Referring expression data
Segment Open

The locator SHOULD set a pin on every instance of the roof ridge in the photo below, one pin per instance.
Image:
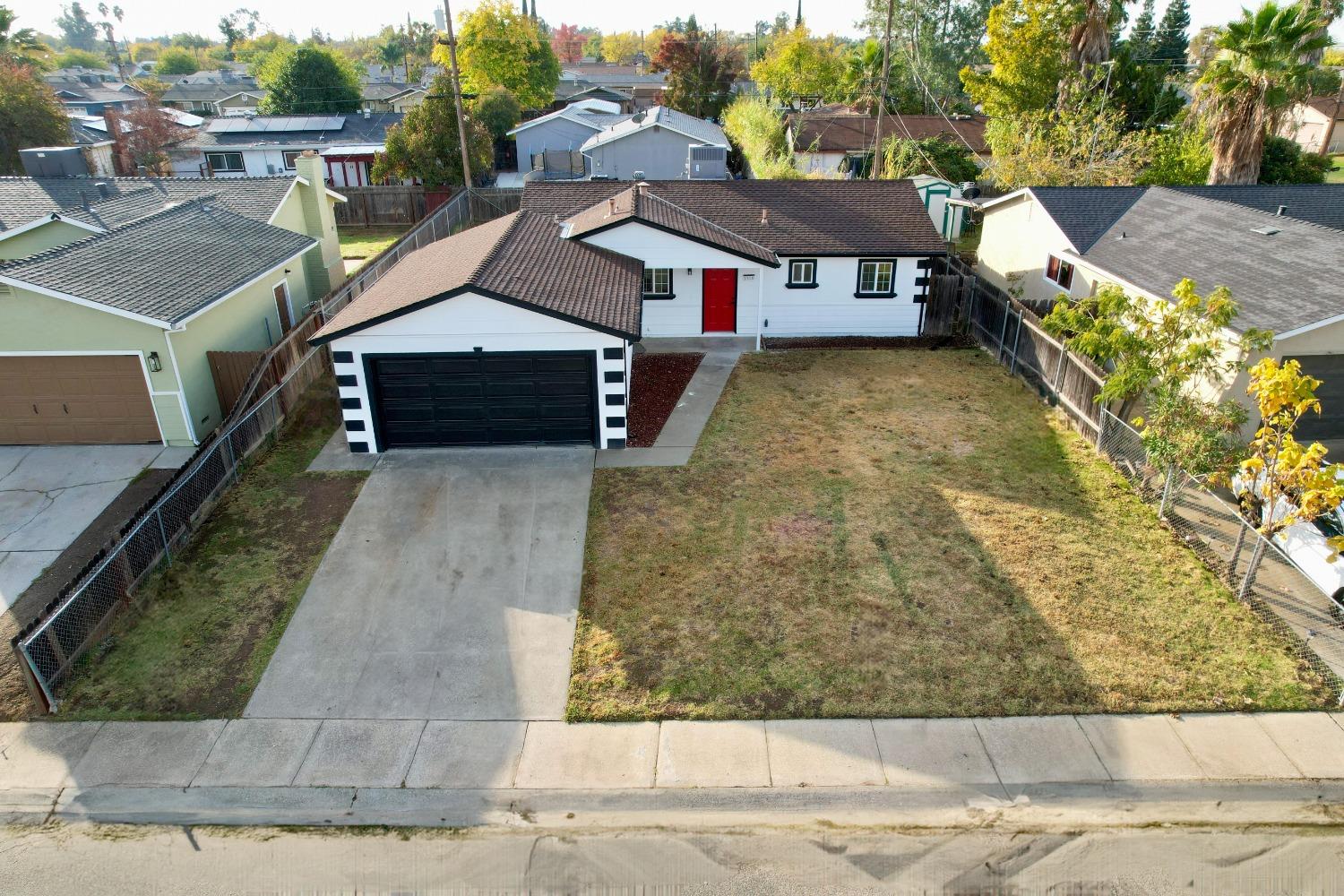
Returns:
(701, 218)
(1250, 209)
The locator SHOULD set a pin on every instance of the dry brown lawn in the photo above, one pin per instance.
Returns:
(900, 533)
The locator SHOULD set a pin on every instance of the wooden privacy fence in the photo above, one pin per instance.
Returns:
(381, 206)
(962, 303)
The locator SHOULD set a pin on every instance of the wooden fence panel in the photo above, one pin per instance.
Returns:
(231, 371)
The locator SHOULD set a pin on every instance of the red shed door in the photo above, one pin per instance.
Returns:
(720, 300)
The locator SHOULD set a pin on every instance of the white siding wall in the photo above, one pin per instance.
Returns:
(464, 323)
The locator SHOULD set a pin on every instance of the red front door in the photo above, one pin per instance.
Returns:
(720, 300)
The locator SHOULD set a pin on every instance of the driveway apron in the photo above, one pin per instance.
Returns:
(451, 591)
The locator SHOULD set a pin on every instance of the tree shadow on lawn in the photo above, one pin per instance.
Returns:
(900, 533)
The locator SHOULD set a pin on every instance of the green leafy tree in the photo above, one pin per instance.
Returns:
(30, 116)
(798, 65)
(1289, 482)
(308, 81)
(757, 134)
(497, 46)
(1255, 77)
(929, 156)
(175, 61)
(1172, 39)
(77, 30)
(701, 73)
(1027, 47)
(238, 26)
(425, 145)
(81, 59)
(1285, 163)
(499, 112)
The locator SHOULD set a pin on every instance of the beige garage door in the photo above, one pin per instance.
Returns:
(82, 400)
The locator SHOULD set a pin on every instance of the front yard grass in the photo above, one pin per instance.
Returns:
(900, 533)
(212, 618)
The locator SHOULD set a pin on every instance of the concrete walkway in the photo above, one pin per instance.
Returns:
(988, 759)
(451, 591)
(683, 427)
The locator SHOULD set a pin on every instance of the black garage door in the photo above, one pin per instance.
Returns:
(1330, 425)
(484, 400)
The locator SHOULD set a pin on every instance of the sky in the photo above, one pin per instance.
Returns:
(344, 18)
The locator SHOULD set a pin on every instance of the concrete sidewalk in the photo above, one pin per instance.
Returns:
(992, 756)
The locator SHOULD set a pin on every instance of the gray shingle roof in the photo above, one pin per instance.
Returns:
(803, 217)
(357, 129)
(142, 269)
(521, 258)
(1317, 203)
(1281, 281)
(642, 206)
(1086, 212)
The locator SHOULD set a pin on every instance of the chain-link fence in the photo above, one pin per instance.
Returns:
(69, 626)
(1210, 524)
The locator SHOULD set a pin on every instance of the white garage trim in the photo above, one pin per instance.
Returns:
(144, 371)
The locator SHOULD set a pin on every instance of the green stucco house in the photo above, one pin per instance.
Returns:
(113, 290)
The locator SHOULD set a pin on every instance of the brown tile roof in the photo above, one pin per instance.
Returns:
(801, 217)
(518, 258)
(650, 209)
(843, 132)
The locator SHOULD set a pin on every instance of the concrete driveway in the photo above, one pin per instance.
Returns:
(48, 495)
(449, 592)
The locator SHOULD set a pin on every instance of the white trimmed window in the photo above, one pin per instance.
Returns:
(876, 277)
(1059, 271)
(658, 282)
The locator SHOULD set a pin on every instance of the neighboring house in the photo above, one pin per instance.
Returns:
(521, 331)
(263, 145)
(637, 88)
(83, 91)
(1316, 125)
(839, 142)
(562, 134)
(659, 144)
(215, 93)
(1046, 241)
(115, 290)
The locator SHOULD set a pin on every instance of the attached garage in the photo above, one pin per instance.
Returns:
(1330, 424)
(75, 400)
(542, 398)
(505, 333)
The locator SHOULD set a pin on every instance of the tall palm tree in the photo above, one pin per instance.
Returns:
(1255, 77)
(19, 46)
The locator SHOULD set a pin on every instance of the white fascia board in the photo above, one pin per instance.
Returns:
(47, 220)
(75, 300)
(183, 323)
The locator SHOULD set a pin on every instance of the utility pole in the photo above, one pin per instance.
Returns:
(457, 97)
(882, 97)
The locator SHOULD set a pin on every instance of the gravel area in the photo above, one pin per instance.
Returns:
(656, 383)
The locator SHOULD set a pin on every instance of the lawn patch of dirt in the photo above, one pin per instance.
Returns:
(212, 618)
(900, 533)
(656, 383)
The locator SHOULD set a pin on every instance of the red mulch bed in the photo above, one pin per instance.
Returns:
(656, 383)
(867, 341)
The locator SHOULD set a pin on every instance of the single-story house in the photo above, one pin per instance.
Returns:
(1316, 125)
(839, 142)
(659, 144)
(263, 145)
(115, 290)
(214, 93)
(1050, 241)
(562, 134)
(521, 331)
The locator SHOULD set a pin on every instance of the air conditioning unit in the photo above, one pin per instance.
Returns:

Segment Closed

EXERCISE>
If a line of the records includes the string "fence", copy it out.

RESPONSE TO THE EXERCISE>
The locator SHOULD set a pin on every instance of the wooden privacy fence in the photo above, one pin per instance.
The locator SHOULD set a pin on every instance of the wooden fence panel in the photo above, one pin per instance.
The locator SHOULD set a pin on every instance of the chain-link fence in the photo above, one pin per instance.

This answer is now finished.